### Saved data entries
━━━━━━━━━━━━━━━━━━━━━━━━━━━━━━
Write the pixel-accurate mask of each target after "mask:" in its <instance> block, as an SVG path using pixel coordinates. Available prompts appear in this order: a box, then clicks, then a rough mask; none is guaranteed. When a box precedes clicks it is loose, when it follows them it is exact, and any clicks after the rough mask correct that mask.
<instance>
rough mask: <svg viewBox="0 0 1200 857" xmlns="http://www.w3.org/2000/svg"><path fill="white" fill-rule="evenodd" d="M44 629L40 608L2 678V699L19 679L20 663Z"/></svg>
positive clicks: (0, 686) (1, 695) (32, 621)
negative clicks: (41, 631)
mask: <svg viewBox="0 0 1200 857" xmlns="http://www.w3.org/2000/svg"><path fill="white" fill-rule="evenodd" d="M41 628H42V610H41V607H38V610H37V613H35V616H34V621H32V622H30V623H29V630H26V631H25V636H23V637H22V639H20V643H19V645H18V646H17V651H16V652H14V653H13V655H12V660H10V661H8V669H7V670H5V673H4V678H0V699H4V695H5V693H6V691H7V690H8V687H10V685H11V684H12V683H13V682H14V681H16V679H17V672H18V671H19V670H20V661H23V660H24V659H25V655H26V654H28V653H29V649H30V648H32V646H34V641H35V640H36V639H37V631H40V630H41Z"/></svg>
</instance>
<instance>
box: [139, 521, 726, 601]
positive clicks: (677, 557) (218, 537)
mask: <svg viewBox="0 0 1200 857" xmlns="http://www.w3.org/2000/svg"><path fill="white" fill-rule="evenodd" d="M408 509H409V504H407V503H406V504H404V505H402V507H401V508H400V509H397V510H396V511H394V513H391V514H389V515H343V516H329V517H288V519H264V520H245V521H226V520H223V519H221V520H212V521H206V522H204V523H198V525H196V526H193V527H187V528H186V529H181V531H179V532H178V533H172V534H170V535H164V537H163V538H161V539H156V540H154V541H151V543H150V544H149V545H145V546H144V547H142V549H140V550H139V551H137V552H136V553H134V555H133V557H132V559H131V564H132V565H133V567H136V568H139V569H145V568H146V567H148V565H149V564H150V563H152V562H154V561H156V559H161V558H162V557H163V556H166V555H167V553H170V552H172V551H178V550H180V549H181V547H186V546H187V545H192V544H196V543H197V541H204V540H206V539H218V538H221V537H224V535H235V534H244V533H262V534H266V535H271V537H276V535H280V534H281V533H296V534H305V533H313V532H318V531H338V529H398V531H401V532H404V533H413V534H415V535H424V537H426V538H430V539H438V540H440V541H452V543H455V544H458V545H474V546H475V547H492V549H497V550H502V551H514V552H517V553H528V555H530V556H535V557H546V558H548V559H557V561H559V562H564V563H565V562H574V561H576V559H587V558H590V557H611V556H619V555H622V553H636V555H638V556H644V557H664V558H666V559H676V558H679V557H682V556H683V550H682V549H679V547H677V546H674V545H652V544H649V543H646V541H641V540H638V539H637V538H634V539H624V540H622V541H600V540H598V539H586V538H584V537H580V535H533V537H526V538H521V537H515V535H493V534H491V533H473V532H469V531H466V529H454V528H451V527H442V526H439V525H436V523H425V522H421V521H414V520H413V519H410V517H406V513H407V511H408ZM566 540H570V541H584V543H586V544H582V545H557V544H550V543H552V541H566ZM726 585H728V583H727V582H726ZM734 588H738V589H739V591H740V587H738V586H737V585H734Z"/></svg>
━━━━━━━━━━━━━━━━━━━━━━━━━━━━━━
### Problem details
Reproduce all of the material above word for word.

### Task answer
Write the pixel-accurate mask of each target after "mask:" in its <instance> block, as an SVG path using pixel coordinates. Available prompts appear in this order: a box, then clicks, then a rough mask; none is guaranteed. When a box precedes clicks it is loose, when it follows them it is exact, and any clicks after the rough mask correct that mask.
<instance>
rough mask: <svg viewBox="0 0 1200 857" xmlns="http://www.w3.org/2000/svg"><path fill="white" fill-rule="evenodd" d="M44 629L40 608L2 678V699L19 679L20 663Z"/></svg>
positive clicks: (0, 686) (1, 695) (32, 621)
negative clicks: (41, 631)
mask: <svg viewBox="0 0 1200 857" xmlns="http://www.w3.org/2000/svg"><path fill="white" fill-rule="evenodd" d="M41 628H42V610H41V607H38V610H37V613H35V616H34V621H32V622H30V623H29V630H26V631H25V636H23V637H22V639H20V643H19V645H18V646H17V651H16V652H14V653H13V655H12V660H10V661H8V669H7V670H5V673H4V678H0V699H4V695H5V693H6V691H7V690H8V687H10V685H11V684H12V683H13V682H14V681H16V679H17V672H18V671H19V670H20V661H23V660H24V659H25V655H26V654H28V653H29V649H30V648H32V646H34V641H35V640H36V639H37V631H40V630H41Z"/></svg>
</instance>
<instance>
box: [139, 521, 726, 601]
positive clicks: (677, 557) (218, 537)
mask: <svg viewBox="0 0 1200 857" xmlns="http://www.w3.org/2000/svg"><path fill="white" fill-rule="evenodd" d="M408 509H409V504H407V503H406V504H404V505H402V507H401V508H400V509H397V510H396V511H394V513H391V514H389V515H343V516H329V517H288V519H264V520H245V521H226V520H223V519H221V520H212V521H206V522H204V523H198V525H196V526H193V527H187V528H186V529H181V531H179V532H178V533H172V534H170V535H164V537H163V538H161V539H156V540H154V541H151V543H150V544H149V545H145V546H144V547H142V549H140V550H139V551H137V552H136V553H134V555H133V557H132V559H131V564H132V565H133V567H136V568H139V569H145V568H146V567H148V565H149V564H150V563H152V562H154V561H156V559H161V558H162V557H163V556H166V555H167V553H170V552H172V551H178V550H180V549H181V547H186V546H187V545H192V544H196V543H197V541H204V540H206V539H218V538H221V537H224V535H235V534H244V533H262V534H266V535H271V537H276V535H280V534H281V533H296V534H305V533H313V532H318V531H338V529H398V531H401V532H404V533H413V534H415V535H424V537H426V538H430V539H438V540H440V541H452V543H455V544H458V545H474V546H475V547H492V549H497V550H502V551H514V552H517V553H528V555H530V556H535V557H546V558H548V559H557V561H559V562H564V563H565V562H574V561H576V559H587V558H590V557H611V556H619V555H622V553H636V555H638V556H644V557H664V558H666V559H676V558H679V557H682V556H683V550H682V549H679V547H677V546H674V545H652V544H649V543H646V541H641V540H638V539H637V538H634V539H624V540H622V541H600V540H598V539H586V538H584V537H580V535H533V537H526V538H521V537H515V535H493V534H491V533H473V532H469V531H466V529H454V528H451V527H442V526H439V525H436V523H425V522H421V521H414V520H413V519H410V517H406V513H407V511H408ZM566 540H570V541H584V543H586V544H582V545H557V544H550V543H552V541H566ZM726 585H728V583H727V582H726ZM734 588H738V589H739V591H740V587H738V586H737V585H734Z"/></svg>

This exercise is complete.